◆ Task instructions:
1 - Answer these questions about the article on New Year's health resolutions, one per line:
(a) How many pounds per week does Cimperman suggest aiming to lose?
(b) What position does Dr. Frank Leone hold?
(c) Of 100 people who resolve to quit smoking, how many will succeed, and to what number can help raise that figure?
2 - Copy the passage of the article on New Year's health resolutions that opens with "Bringing a lunch" and closes with "given the choice.", changing "fruits and vegetables" to "whole grains and legumes".

Nothing gets you thinking about health quite like a month of excess. As the holiday haze clears, New Year's resolutions come into focus. But for many, January's motivation dwindles by March – if not sooner.
Because the start of a new year is a great time to think about breaking bad habits and starting fresh, ABCNews.com asked health experts to share some healthy resolutions and tips on how to see them through.
Many of us start the year with ambitious plans to shed the holiday pounds and then some. But without signs of success in the first few weeks, motivation can fizzle.
The key to losing weight, and not January's enthusiasm, is to set realistic short-term goals, according to Lisa Cimperman, a registered dietician at University Hospitals Case Medical Center.
"There's a lot that goes on between losing that first pound and losing that 100, 50 or even 20 pounds," Cimperman said. Aiming to lose 1-to-2 pounds per week can help you stay on track and power through the inevitable weight loss lulls.
But don't let the numbers on the scale be the be-all end-all, Cimperman warns. Strength training can boost muscle mass, masking successful fat loss. Measuring your waist and thighs over time and paying attention to how your clothes fit can help you track how your body's changing.
And if you do get stuck in a rut, don't be afraid to ask for some help.
"Studies have shown that support groups or just having someone else encouraging you will help make you successful," Cimperman said.
When it comes to food, we all have a weakness – if not several. Whether it's skipping breakfast or snacking at work, bad eating habits are tough to break. But after recognizing your diet pitfalls, a bit of planning can help you tackle them.
Bringing a lunch to work every day is a great resolution, Cimperman said. Not only can it save you money, but it will force you to eat healthy foods, like fruits and vegetables, that you might not eat given the choice.
"If I'm bringing my lunch, that's all I have to eat. And quite honestly, I'm pretty hungry by the time noon rolls around and that salad or apple or grapefruit tastes pretty good," Cimperman said.
Out of 100 people who make the resolution to quit smoking, only three will succeed. But with help that number can increase to 25, according to Dr. Frank Leone, director of the University of Pennsylvania's Comprehensive Smoking Treatment Program.
"Generally people who get help, either in the form of counseling or nicotine replacement, preferably both, actually improve their odds of stopping smoking successfully, long-term, pretty dramatically," Leone said.

◆ Supplied data:
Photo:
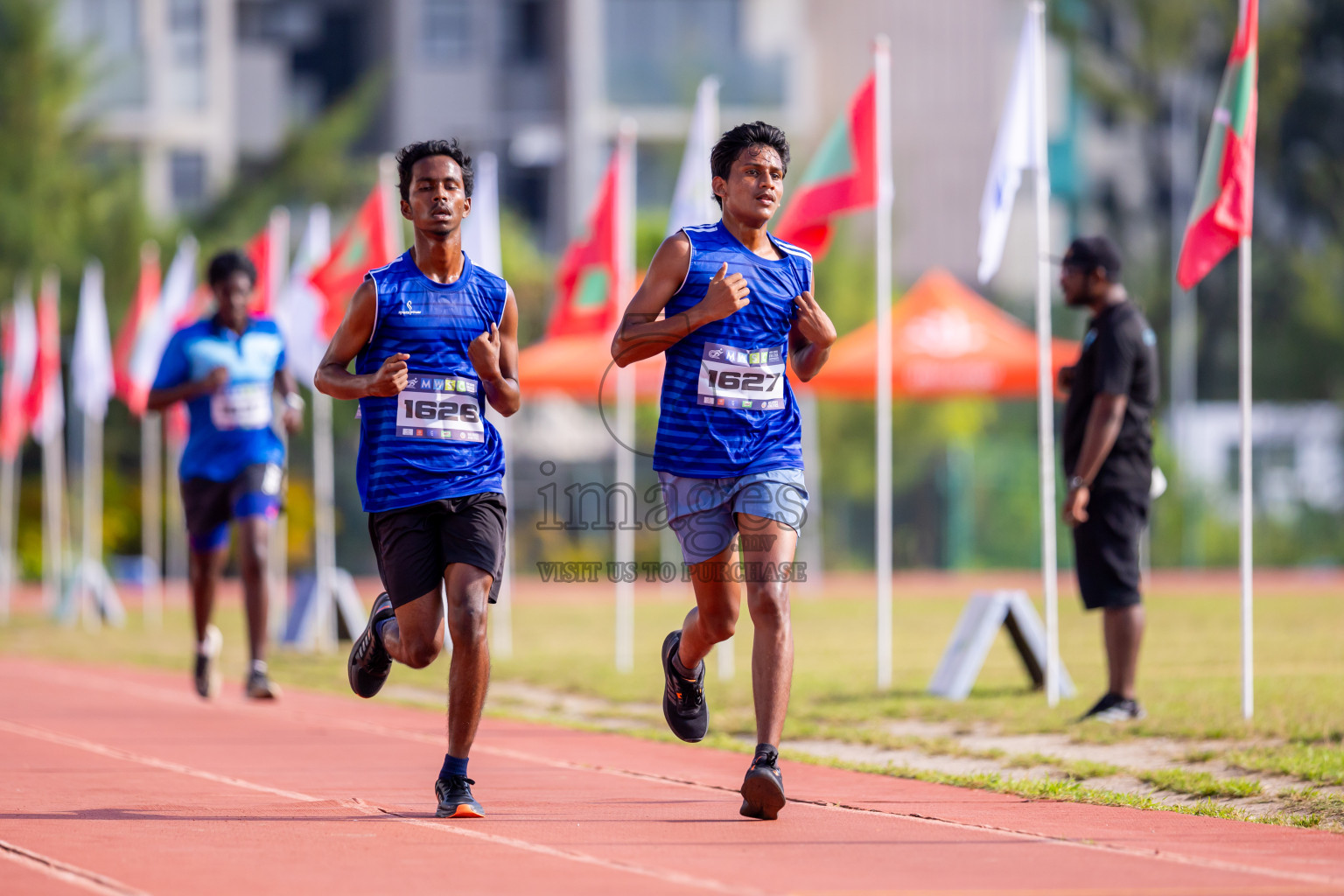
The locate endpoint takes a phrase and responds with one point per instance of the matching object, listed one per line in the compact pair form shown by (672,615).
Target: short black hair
(410,155)
(228,263)
(734,143)
(1093,253)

◆ Responses to the tasks:
1 -
(a) 1-to-2 pounds per week
(b) Director of the University of Pennsylvania's Comprehensive Smoking Treatment Program
(c) Three will succeed; with help, that number can increase to 25.

2 -
Bringing a lunch to work every day is a great resolution, Cimperman said. Not only can it save you money, but it will force you to eat healthy foods, like whole grains and legumes, that you might not eat given the choice.